-- Opening Marker --

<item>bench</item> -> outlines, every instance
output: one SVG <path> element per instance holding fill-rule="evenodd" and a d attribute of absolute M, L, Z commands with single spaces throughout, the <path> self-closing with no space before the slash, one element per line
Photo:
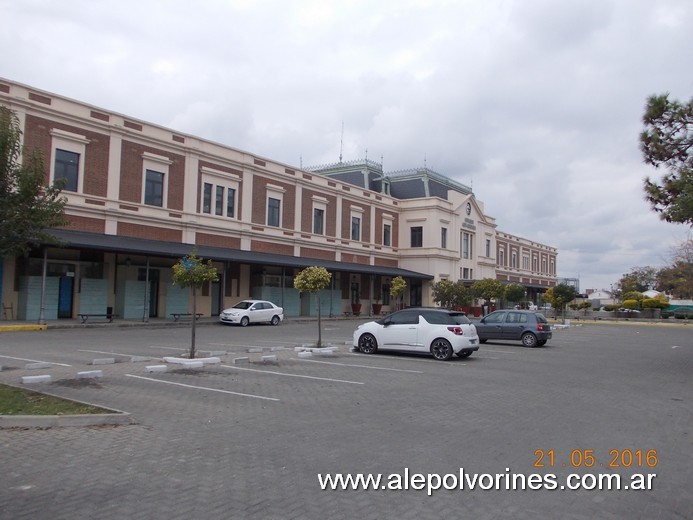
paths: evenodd
<path fill-rule="evenodd" d="M 203 313 L 198 312 L 195 314 L 195 319 L 199 320 L 202 317 Z M 173 321 L 179 321 L 181 318 L 190 318 L 192 319 L 192 312 L 172 312 L 171 316 L 173 316 Z"/>
<path fill-rule="evenodd" d="M 79 314 L 78 316 L 82 320 L 82 323 L 86 323 L 89 318 L 108 320 L 108 323 L 111 323 L 114 318 L 118 317 L 117 314 Z"/>

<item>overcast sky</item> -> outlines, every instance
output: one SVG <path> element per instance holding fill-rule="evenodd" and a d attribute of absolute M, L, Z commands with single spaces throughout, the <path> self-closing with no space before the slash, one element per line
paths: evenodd
<path fill-rule="evenodd" d="M 0 77 L 299 167 L 472 185 L 609 289 L 689 228 L 650 211 L 650 94 L 693 96 L 691 0 L 0 0 Z"/>

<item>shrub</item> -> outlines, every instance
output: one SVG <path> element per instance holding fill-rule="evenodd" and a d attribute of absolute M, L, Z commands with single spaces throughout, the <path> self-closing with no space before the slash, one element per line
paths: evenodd
<path fill-rule="evenodd" d="M 645 298 L 640 302 L 640 305 L 643 309 L 665 309 L 669 306 L 668 303 L 665 303 L 657 298 Z"/>
<path fill-rule="evenodd" d="M 623 300 L 623 307 L 626 309 L 637 309 L 638 300 Z"/>
<path fill-rule="evenodd" d="M 621 308 L 620 305 L 604 305 L 604 310 L 609 311 L 609 312 L 617 311 L 620 308 Z"/>

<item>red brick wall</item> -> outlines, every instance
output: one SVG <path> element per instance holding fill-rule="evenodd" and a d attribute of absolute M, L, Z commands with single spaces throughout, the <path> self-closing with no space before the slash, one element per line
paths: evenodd
<path fill-rule="evenodd" d="M 166 176 L 168 199 L 167 209 L 183 210 L 183 191 L 185 189 L 185 157 L 166 150 L 123 140 L 120 163 L 120 200 L 142 202 L 142 176 L 144 160 L 142 154 L 149 152 L 173 161 Z"/>
<path fill-rule="evenodd" d="M 371 241 L 371 212 L 368 201 L 353 202 L 344 200 L 342 202 L 342 237 L 351 240 L 351 207 L 357 206 L 363 209 L 361 216 L 361 242 Z"/>
<path fill-rule="evenodd" d="M 344 256 L 344 255 L 342 255 Z M 386 267 L 399 267 L 399 262 L 397 260 L 393 260 L 392 258 L 378 258 L 375 257 L 375 265 L 379 266 L 386 266 Z"/>
<path fill-rule="evenodd" d="M 355 255 L 352 253 L 342 253 L 342 262 L 350 264 L 365 264 L 368 265 L 368 257 L 363 255 Z"/>
<path fill-rule="evenodd" d="M 126 237 L 163 240 L 165 242 L 182 242 L 183 232 L 177 229 L 166 229 L 155 226 L 143 226 L 128 222 L 118 222 L 118 235 Z"/>
<path fill-rule="evenodd" d="M 199 170 L 197 173 L 197 193 L 199 196 L 197 197 L 197 212 L 200 213 L 202 211 L 202 208 L 200 207 L 201 198 L 202 198 L 202 168 L 211 168 L 213 170 L 217 170 L 220 172 L 226 172 L 226 173 L 231 173 L 235 175 L 236 177 L 239 177 L 240 179 L 243 179 L 243 172 L 241 170 L 236 170 L 234 168 L 228 168 L 226 166 L 220 166 L 218 164 L 206 162 L 206 161 L 200 161 L 199 163 Z M 238 191 L 236 192 L 236 216 L 234 218 L 240 219 L 240 216 L 243 214 L 241 213 L 243 206 L 242 206 L 242 200 L 243 200 L 243 183 L 239 183 L 238 185 Z M 224 210 L 226 211 L 226 210 Z M 225 213 L 224 213 L 225 214 Z"/>
<path fill-rule="evenodd" d="M 222 237 L 219 235 L 210 235 L 209 233 L 197 233 L 195 235 L 195 243 L 198 246 L 226 247 L 229 249 L 241 248 L 240 238 Z"/>
<path fill-rule="evenodd" d="M 304 233 L 313 232 L 313 197 L 327 199 L 327 208 L 325 209 L 325 235 L 329 237 L 337 236 L 337 197 L 327 195 L 324 192 L 308 189 L 303 190 L 301 231 Z"/>
<path fill-rule="evenodd" d="M 260 240 L 253 240 L 250 243 L 250 250 L 262 253 L 275 253 L 278 255 L 294 256 L 293 246 L 276 244 L 274 242 L 262 242 Z"/>
<path fill-rule="evenodd" d="M 262 224 L 267 223 L 267 185 L 273 184 L 275 186 L 281 186 L 284 191 L 284 196 L 282 197 L 282 227 L 287 229 L 293 229 L 294 222 L 296 219 L 296 186 L 293 184 L 286 184 L 283 182 L 275 181 L 274 179 L 267 179 L 260 175 L 256 175 L 253 179 L 253 214 L 252 223 Z"/>
<path fill-rule="evenodd" d="M 67 215 L 70 223 L 65 226 L 66 229 L 75 231 L 86 231 L 89 233 L 105 233 L 106 221 L 98 218 L 79 217 L 75 215 Z"/>
<path fill-rule="evenodd" d="M 301 248 L 301 257 L 303 258 L 319 258 L 321 260 L 334 260 L 336 258 L 334 251 L 326 251 L 324 249 L 314 249 L 311 247 Z"/>
<path fill-rule="evenodd" d="M 50 135 L 50 131 L 53 128 L 83 135 L 89 139 L 89 144 L 86 146 L 86 156 L 80 157 L 80 160 L 84 161 L 84 193 L 86 195 L 105 197 L 108 186 L 109 137 L 76 126 L 27 115 L 24 127 L 24 144 L 29 150 L 40 150 L 43 154 L 45 158 L 46 183 L 48 182 L 50 165 L 53 161 L 53 157 L 51 157 Z"/>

-- Closing Marker --

PROMPT — Exactly as they stand, retype all the entries, but omit the pictures.

WRITTEN RESPONSE —
<item>bench</item> -> outlines, every instance
output: one SVG <path> element per instance holding fill-rule="evenodd" and a d attribute of absolute M, L, Z commands with single spaces throughout, the <path> self-closing with no space before the slash, one element per line
Photo:
paths: evenodd
<path fill-rule="evenodd" d="M 203 313 L 198 312 L 195 314 L 195 319 L 199 320 L 202 317 Z M 173 321 L 179 321 L 181 318 L 190 318 L 192 319 L 192 312 L 172 312 L 171 316 L 173 316 Z"/>
<path fill-rule="evenodd" d="M 79 314 L 78 316 L 82 320 L 82 323 L 86 323 L 89 318 L 108 320 L 108 323 L 111 323 L 114 318 L 118 317 L 117 314 Z"/>

<item>overcast sky</item> -> outlines, every instance
output: one SVG <path> element per instance holding fill-rule="evenodd" and a d attribute of absolute M, L, Z commands with single spaces throughout, the <path> self-closing with no space before the slash, one element per line
paths: evenodd
<path fill-rule="evenodd" d="M 0 77 L 299 167 L 472 185 L 609 289 L 689 228 L 650 211 L 650 94 L 693 96 L 691 0 L 0 0 Z"/>

<item>shrub</item> -> outlines, every instance
output: one SVG <path> element per instance holding fill-rule="evenodd" and a d attribute of absolute M, L, Z commands with single spaces throughout, the <path> self-closing with no space before the slash, one element per line
paths: evenodd
<path fill-rule="evenodd" d="M 645 298 L 640 302 L 640 305 L 643 309 L 665 309 L 669 306 L 668 303 L 665 303 L 657 298 Z"/>
<path fill-rule="evenodd" d="M 623 300 L 623 307 L 626 309 L 637 309 L 638 300 Z"/>
<path fill-rule="evenodd" d="M 621 308 L 620 305 L 604 305 L 604 310 L 609 311 L 609 312 L 617 311 L 620 308 Z"/>

<item>red brick wall</item> -> outlines, every instance
output: one SVG <path> element per instance holding fill-rule="evenodd" and a d attribute of absolute M, L, Z commands with single spaces throughout, the <path> self-closing with no space before the slash, one element per line
paths: evenodd
<path fill-rule="evenodd" d="M 166 176 L 168 199 L 167 209 L 183 210 L 183 191 L 185 189 L 185 157 L 166 150 L 123 140 L 120 163 L 120 200 L 142 202 L 142 176 L 144 160 L 142 154 L 149 152 L 173 161 Z"/>
<path fill-rule="evenodd" d="M 371 241 L 371 212 L 368 201 L 353 202 L 344 200 L 342 202 L 342 237 L 351 240 L 351 207 L 357 206 L 363 209 L 361 216 L 361 242 Z"/>
<path fill-rule="evenodd" d="M 344 256 L 344 255 L 342 255 Z M 386 267 L 399 267 L 399 262 L 397 260 L 393 260 L 392 258 L 378 258 L 375 257 L 375 265 L 379 266 L 386 266 Z"/>
<path fill-rule="evenodd" d="M 355 255 L 352 253 L 342 253 L 342 262 L 350 264 L 365 264 L 368 265 L 368 257 L 363 255 Z"/>
<path fill-rule="evenodd" d="M 126 237 L 163 240 L 165 242 L 182 242 L 183 232 L 177 229 L 166 229 L 155 226 L 143 226 L 128 222 L 118 222 L 118 235 Z"/>
<path fill-rule="evenodd" d="M 199 170 L 197 173 L 197 193 L 199 196 L 197 197 L 197 212 L 200 213 L 202 211 L 202 208 L 200 207 L 201 198 L 202 198 L 202 168 L 211 168 L 213 170 L 217 170 L 220 172 L 226 172 L 226 173 L 231 173 L 235 175 L 236 177 L 239 177 L 240 179 L 243 179 L 243 172 L 241 170 L 236 170 L 234 168 L 228 168 L 226 166 L 220 166 L 218 164 L 206 162 L 206 161 L 200 161 L 199 163 Z M 238 191 L 236 192 L 236 216 L 234 218 L 240 219 L 240 216 L 243 214 L 241 213 L 243 206 L 242 206 L 242 200 L 243 200 L 243 183 L 239 183 L 238 185 Z M 224 210 L 226 211 L 226 210 Z M 225 213 L 224 213 L 225 214 Z"/>
<path fill-rule="evenodd" d="M 222 237 L 219 235 L 210 235 L 209 233 L 197 233 L 195 235 L 195 243 L 198 246 L 226 247 L 229 249 L 241 248 L 240 238 Z"/>
<path fill-rule="evenodd" d="M 304 233 L 313 232 L 313 197 L 327 199 L 327 208 L 325 209 L 325 235 L 329 237 L 337 236 L 337 197 L 327 195 L 324 192 L 308 189 L 303 190 L 301 231 Z"/>
<path fill-rule="evenodd" d="M 260 240 L 253 240 L 250 243 L 250 250 L 262 253 L 275 253 L 278 255 L 294 256 L 293 246 L 276 244 L 274 242 L 262 242 Z"/>
<path fill-rule="evenodd" d="M 262 224 L 267 223 L 267 185 L 273 184 L 275 186 L 281 186 L 284 191 L 284 196 L 282 197 L 282 227 L 287 229 L 293 229 L 294 222 L 296 219 L 296 186 L 293 184 L 286 184 L 283 182 L 275 181 L 274 179 L 267 179 L 260 175 L 256 175 L 253 179 L 253 214 L 252 223 Z"/>
<path fill-rule="evenodd" d="M 67 215 L 70 223 L 65 226 L 66 229 L 75 231 L 86 231 L 89 233 L 105 233 L 106 221 L 98 218 L 79 217 L 75 215 Z"/>
<path fill-rule="evenodd" d="M 301 248 L 301 257 L 303 258 L 319 258 L 321 260 L 334 260 L 336 258 L 334 251 L 326 251 L 324 249 L 314 249 L 311 247 Z"/>
<path fill-rule="evenodd" d="M 50 135 L 50 131 L 53 128 L 83 135 L 89 139 L 89 144 L 86 146 L 86 156 L 80 157 L 80 160 L 84 161 L 84 193 L 86 195 L 105 197 L 108 186 L 109 137 L 76 126 L 27 115 L 24 127 L 24 144 L 29 150 L 40 150 L 43 154 L 45 158 L 46 183 L 48 182 L 50 165 L 53 161 L 53 157 L 51 157 Z"/>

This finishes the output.